Given passage:
--- BEGIN ---

Tapatalk

Perl regex replace all not working on file encoded with Chinese code page 950 (Big5) in UES 17.00 (fixed)

Perl regex replace all not working on file encoded with Chinese code page 950 (Big5) in UES 17.00 (fixed)

2
NewbieNewbie
2

    May 04, 2017#1

    UEStudio '17 (x64)  version: 17.00.0.16

    Not working when "Replace All" of "Regular Expression (Perl)"
    is2.png (18.75KiB)

    6,685587
    Grand MasterGrand Master
    6,685587

      Re: Perl regex replace all not working on file encoded with Chinese code page 950 (Big5) in UES 17.00

      May 04, 2017#2

      What does the file contain?

      What do you expect that this regular expression should find?

      Please post the answers on this question as text and not as uploaded screenshot. We don't like it to have to type in our UE/UES what you have as text available and post as not usable pixel data for some unknown reason.

      The search expression [\.]{3,}[\s \.]* can be also written [.]{3,}[\s.]* as the dot has no special meaning inside square brackets (character class) and \s matches any whitespace character including the newline characters carriage return and line feed.

      The search expression could be also written as \.{3,}[\s.]* as there is absolutely no need for a character class with just a single character.

      But the expression is definitely not good at all. It searches for a string with 3 or more dots followed by 0 or more whitespaces OR dots greedy. That does not make much sense as the two parts of the expression have partly an overlapping character set. What about using the search expression \.{3}[\s.]* to find a string consisting of exactly 3 dots and more dots or whitespaces?

--- END ---

Data rows:

--- BEGIN ---

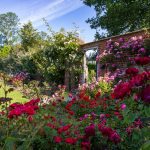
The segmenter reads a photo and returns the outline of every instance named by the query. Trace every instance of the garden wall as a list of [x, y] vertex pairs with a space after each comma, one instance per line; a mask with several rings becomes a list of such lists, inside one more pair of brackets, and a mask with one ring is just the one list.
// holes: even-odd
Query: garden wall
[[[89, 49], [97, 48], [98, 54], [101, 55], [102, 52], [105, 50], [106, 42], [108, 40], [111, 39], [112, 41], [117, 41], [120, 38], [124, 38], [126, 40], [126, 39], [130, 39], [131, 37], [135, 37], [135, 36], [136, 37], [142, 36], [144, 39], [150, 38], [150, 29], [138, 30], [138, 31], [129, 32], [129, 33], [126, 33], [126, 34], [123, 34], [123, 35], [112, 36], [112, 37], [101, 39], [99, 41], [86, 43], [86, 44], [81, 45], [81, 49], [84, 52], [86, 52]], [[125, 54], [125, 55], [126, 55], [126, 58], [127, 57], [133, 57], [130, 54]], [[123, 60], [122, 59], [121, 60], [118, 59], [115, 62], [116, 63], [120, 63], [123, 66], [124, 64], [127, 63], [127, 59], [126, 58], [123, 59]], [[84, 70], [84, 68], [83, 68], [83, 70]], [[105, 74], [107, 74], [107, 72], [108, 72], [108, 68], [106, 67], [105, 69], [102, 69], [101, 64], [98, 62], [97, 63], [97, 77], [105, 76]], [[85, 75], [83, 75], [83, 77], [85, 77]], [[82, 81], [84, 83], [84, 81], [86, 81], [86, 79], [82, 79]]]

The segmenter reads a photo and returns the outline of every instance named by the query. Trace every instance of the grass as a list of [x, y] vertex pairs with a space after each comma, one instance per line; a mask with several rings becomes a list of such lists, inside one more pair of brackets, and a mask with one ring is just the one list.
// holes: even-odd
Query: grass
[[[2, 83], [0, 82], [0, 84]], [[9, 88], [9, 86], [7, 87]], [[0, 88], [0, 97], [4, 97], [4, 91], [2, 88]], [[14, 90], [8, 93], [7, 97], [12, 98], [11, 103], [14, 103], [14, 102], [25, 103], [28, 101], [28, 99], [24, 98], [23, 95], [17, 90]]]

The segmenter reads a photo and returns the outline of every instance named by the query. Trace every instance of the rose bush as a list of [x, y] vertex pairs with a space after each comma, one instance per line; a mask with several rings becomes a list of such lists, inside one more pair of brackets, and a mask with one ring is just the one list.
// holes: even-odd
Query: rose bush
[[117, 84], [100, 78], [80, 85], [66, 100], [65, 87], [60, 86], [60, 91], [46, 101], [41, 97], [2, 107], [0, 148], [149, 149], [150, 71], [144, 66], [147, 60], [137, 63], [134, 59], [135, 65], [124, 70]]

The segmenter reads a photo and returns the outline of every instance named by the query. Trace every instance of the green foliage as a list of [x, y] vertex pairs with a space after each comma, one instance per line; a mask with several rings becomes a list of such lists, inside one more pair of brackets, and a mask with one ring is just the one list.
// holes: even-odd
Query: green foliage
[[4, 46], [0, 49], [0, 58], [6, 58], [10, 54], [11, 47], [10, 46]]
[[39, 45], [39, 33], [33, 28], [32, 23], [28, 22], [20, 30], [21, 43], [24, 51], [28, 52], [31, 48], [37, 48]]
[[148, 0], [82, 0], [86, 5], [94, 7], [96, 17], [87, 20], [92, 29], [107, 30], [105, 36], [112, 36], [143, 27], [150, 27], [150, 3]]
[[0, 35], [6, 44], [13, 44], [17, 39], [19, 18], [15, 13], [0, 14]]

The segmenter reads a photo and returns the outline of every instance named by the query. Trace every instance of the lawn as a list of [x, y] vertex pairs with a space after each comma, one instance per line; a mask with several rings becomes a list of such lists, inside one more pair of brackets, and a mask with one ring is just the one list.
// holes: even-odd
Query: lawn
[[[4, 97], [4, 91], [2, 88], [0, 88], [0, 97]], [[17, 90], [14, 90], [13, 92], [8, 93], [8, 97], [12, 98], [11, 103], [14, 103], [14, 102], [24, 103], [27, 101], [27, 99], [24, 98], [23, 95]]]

--- END ---

Challenge 1: Write out every search expression that appears in the forum thread about the Perl regex Replace All problem.
Challenge 2: Carry on the forum thread about the Perl regex Replace All problem, starting after its final question.

Task response 1:
- [\.]{3,}[\s \.]*
- [.]{3,}[\s.]*
- \.{3,}[\s.]*
- \.{3}[\s.]*

Task response 2:
      Best regards from an UC/UE/UES for Windows user from Austria

      2
      NewbieNewbie
      2

        Re: Perl regex replace all not working on file encoded with Chinese code page 950 (Big5) in UES 17.00

        May 04, 2017#3

        Hi,

        In my point of view it is not a regular expression issue.

        When I search with [\.]{3,}[\s \.]* if finds the strings as expected.That is not the problem.
        But when I click Replace All button to replace all occurrences of the strings I found before, it indicates for example 10 items replaced!
        But actually there are no changes on screen! So I use Replace (R) button to replace one by one.

        PS: In previous version the Replace All button worked fine.

        Here is an example:

        Code: Select all

        ch1xxxx .........................23
        ch2xxxx ......................, ............................... 24
        ch3xxxx ? ................................................ 26
        如何在綱頁上加入程式 .................................... 27
        9FEBJavaScript$..................................;....29
        第一個 JavaScript 程式 ............... . ........................... I. . . 32
        在綱貞上顥示訊患.................................................. 34
        引用挪部 JavaScript 擋案 ............................................ 35
        追蹤錨誤 error track ...........................ˉ .....ˉ ......................... 37
        Firefox 的 JavaScript 主捚台 ....................................... 38
        ch11xxxx .................................. 40
        
        ues_1.GIF (228.28KiB)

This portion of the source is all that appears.